━━━ Page text ━━━

Eek! Mice!
January 26, 2004 8:52 AM   Subscribe

mouse troubles - after trying the old standard: mouse traps, and hired guns: (mouse hunting cats) both of which were effective but didn't finish the job ... im wondering if anyone has any advice for curing a mouse problem once and for all?
posted by specialk420 to Pets & Animals (25 answers total) 3 users marked this as a favorite
 
In my experience, curing a mouse problem is a three part process.
1.) Seal your house very carefully. Patch holes, close off the mousey thoroughfares.
2.) Food control is rodent control: Keep floors and countertops very clean. Store pantry food in tupperware containers. Never leave snacks laying around unprotected. This doesn't just prevent your food from getting damaged, it reduces the mouse problem, since mice will breed less when they have less to eat.
3.) Trap consistently. It may not be entirely possible to "finish the job," because during certain seasons, new mice might just keep finding their way in.

━━━ Dataset content ━━━

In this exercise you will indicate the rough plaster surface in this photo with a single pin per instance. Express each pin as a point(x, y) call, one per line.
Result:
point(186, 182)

━━━

• **Given task A**
Could you quote the stretch of the mouse-problem thread from "1.) Seal your" through "less to eat."?
• **Given task B**
Answer these questions about the mouse-problem thread:
(i) Which two methods had the poster already tried against the mice?
(ii) Into how many parts does the reply divide the process of curing a mouse problem?
(iii) What does the reply say to store pantry food in?
• **Given task C**
Can you carry on the mouse-problem thread from the point where it stops?

• **Expected answer A**
1.) Seal your house very carefully. Patch holes, close off the mousey thoroughfares.
2.) Food control is rodent control: Keep floors and countertops very clean. Store pantry food in tupperware containers. Never leave snacks laying around unprotected. This doesn't just prevent your food from getting damaged, it reduces the mouse problem, since mice will breed less when they have less to eat.

• **Expected answer B**
(i) Mouse traps and mouse-hunting cats.
(ii) Three.
(iii) Tupperware containers.

• **Expected answer C**
Regular snap-traps work well (use peanut butter as bait. If the problem persists, try a bit of sausage. Some varieties of rodent are meat-eating.) If you really want to pull out all the stops ( warning: gross/cruel/effective method), make a bucket trap by threading some wire through a 20 oz pop bottle, wiring it across the top of a five gallon bucket so it spins freely. Fill the bucket halfway with water, smear peanut butter all over the bottle, and lean a 2x4 up against the bucket so it reaches about 2 inches from the bottle. The mice will run up the ramp, leap onto the peanut butter and get flipped into the water. I've caught up to eight mice in one night with this method.

Good luck!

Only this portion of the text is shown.